DATASET ENTRIES:
>>>

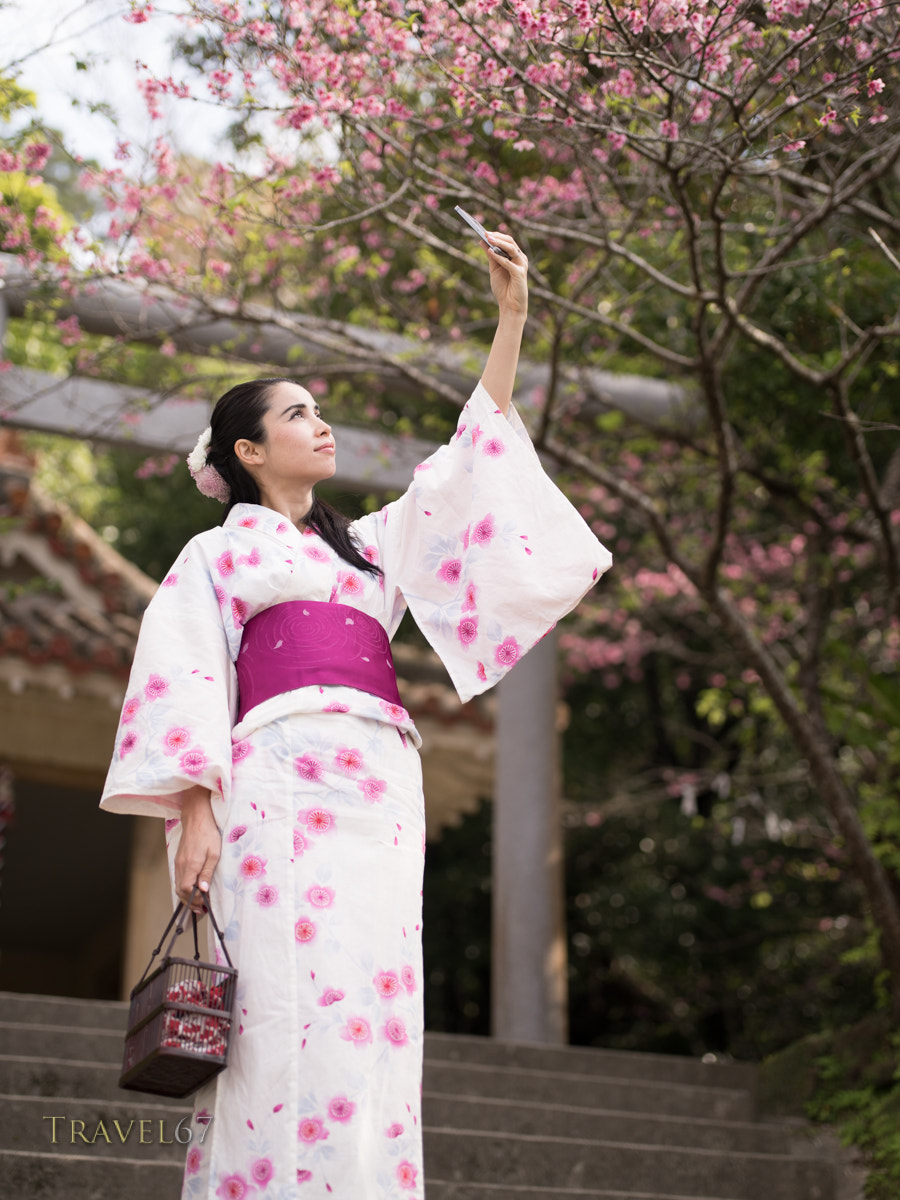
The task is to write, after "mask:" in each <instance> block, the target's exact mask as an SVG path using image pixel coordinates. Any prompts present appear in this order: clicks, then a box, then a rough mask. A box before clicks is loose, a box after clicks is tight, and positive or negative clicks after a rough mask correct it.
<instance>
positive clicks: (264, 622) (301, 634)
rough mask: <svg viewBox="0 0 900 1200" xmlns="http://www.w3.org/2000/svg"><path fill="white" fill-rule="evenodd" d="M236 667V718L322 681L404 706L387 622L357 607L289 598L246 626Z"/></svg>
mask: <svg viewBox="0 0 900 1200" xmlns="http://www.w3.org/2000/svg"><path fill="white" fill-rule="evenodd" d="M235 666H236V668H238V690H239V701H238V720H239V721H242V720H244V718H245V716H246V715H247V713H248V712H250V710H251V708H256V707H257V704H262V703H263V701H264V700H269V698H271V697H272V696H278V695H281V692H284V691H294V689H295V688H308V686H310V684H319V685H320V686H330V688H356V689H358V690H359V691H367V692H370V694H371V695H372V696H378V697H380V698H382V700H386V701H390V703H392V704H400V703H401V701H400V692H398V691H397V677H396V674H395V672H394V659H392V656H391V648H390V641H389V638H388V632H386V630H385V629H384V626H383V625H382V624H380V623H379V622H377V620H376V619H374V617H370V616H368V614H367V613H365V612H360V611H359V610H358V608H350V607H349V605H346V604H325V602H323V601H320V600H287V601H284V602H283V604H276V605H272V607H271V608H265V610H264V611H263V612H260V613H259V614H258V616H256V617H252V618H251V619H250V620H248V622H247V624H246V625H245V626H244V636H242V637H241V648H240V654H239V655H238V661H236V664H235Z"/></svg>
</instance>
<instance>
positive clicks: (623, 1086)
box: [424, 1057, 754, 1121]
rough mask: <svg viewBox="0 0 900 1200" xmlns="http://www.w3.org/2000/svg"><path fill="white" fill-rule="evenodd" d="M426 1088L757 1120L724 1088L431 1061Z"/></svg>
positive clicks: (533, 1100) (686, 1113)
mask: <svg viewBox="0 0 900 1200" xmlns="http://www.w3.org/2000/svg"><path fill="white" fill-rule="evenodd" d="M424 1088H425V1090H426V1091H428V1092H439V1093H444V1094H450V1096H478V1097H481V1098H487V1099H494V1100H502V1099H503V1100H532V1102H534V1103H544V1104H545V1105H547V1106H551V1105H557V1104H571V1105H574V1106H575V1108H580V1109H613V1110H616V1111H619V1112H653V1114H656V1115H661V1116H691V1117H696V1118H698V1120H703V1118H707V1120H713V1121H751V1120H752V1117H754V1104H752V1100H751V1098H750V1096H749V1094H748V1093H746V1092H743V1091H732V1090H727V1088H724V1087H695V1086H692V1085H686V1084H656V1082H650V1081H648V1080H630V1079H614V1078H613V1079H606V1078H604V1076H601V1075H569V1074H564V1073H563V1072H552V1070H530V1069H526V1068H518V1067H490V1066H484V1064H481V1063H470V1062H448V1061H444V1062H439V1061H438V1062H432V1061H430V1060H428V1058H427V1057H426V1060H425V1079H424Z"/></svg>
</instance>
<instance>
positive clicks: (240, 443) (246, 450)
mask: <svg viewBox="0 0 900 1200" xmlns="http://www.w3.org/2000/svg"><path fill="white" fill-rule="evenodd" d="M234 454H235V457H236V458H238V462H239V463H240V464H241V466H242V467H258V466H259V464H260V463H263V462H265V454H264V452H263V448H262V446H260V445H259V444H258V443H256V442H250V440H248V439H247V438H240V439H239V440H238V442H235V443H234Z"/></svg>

<<<
>>>

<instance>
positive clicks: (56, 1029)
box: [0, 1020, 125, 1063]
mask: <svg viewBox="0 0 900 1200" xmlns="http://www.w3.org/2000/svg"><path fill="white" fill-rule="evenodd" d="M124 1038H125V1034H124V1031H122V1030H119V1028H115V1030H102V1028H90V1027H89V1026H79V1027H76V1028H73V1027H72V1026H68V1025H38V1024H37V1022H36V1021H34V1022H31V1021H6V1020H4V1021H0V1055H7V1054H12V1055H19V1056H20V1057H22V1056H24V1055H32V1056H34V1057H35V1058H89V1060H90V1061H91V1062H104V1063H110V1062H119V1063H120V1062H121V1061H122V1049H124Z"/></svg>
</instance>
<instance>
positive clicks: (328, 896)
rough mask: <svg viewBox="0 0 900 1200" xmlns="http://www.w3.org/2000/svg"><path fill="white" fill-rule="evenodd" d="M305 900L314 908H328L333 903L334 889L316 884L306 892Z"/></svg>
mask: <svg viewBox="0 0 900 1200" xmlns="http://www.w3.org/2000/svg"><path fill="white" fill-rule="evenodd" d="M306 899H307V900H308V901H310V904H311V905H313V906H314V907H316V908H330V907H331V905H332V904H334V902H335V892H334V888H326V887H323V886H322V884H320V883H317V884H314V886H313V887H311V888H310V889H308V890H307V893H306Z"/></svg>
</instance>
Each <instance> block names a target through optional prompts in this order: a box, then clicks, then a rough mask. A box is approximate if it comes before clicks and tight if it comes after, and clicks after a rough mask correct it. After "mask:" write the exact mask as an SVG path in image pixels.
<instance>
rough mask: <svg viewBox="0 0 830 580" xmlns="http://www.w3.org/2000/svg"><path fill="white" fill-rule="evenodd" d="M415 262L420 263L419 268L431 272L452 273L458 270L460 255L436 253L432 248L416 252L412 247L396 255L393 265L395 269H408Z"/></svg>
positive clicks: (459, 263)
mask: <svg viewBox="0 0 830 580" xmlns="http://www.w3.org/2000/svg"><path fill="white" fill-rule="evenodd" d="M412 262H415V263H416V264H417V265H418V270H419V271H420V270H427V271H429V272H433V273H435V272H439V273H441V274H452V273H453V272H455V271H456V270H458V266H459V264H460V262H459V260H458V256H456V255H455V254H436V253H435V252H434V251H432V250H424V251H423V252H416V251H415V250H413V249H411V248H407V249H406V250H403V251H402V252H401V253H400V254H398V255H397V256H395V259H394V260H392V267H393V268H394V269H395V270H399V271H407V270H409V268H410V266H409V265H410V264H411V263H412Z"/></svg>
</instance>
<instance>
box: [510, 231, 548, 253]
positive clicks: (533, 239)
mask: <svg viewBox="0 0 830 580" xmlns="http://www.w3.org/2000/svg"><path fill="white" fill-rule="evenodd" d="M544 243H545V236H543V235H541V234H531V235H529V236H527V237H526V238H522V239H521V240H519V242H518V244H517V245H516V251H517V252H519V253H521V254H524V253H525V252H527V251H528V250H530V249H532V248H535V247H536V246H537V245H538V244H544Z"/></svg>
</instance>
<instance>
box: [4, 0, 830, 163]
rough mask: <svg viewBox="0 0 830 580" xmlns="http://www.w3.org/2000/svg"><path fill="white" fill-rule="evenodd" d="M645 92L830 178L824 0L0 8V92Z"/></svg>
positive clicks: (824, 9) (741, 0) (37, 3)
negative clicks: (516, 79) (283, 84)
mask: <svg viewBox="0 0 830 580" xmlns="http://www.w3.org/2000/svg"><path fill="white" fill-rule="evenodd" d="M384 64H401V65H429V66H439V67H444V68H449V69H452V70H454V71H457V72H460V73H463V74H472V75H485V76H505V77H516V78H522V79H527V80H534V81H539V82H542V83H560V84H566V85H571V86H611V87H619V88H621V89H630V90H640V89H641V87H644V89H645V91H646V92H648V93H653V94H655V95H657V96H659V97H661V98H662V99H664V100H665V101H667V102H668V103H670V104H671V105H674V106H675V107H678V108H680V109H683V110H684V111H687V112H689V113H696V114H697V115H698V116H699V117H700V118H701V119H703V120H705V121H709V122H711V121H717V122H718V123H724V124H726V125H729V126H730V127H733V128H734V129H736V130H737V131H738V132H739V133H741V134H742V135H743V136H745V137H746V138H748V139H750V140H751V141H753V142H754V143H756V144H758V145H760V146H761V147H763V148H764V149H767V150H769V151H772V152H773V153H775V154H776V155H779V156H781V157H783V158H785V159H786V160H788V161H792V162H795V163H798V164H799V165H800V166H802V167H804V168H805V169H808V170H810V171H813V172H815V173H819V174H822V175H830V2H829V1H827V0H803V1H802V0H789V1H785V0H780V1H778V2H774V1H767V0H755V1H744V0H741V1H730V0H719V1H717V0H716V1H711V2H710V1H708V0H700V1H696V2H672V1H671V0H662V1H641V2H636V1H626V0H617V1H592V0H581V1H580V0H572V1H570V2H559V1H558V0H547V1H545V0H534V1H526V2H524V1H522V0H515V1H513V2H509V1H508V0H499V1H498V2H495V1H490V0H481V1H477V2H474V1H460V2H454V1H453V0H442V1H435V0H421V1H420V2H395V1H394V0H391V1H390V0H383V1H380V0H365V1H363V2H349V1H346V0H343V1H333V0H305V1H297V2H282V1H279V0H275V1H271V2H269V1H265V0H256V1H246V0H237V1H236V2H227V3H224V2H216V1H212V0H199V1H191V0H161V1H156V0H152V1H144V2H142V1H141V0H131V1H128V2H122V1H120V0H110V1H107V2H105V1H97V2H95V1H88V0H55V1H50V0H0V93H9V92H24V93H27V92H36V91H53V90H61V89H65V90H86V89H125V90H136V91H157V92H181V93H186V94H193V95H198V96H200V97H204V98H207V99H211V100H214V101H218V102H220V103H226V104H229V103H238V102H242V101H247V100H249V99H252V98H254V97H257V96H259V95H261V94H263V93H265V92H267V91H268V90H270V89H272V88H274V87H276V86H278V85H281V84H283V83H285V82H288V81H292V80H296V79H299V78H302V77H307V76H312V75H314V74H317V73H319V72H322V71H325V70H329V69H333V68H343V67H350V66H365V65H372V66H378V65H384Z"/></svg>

<<<

PROBLEM REQUIREMENTS:
State how many of the lines above contain the word "comes", with case taken into account. Give only the number.

WRITTEN RESPONSE:
1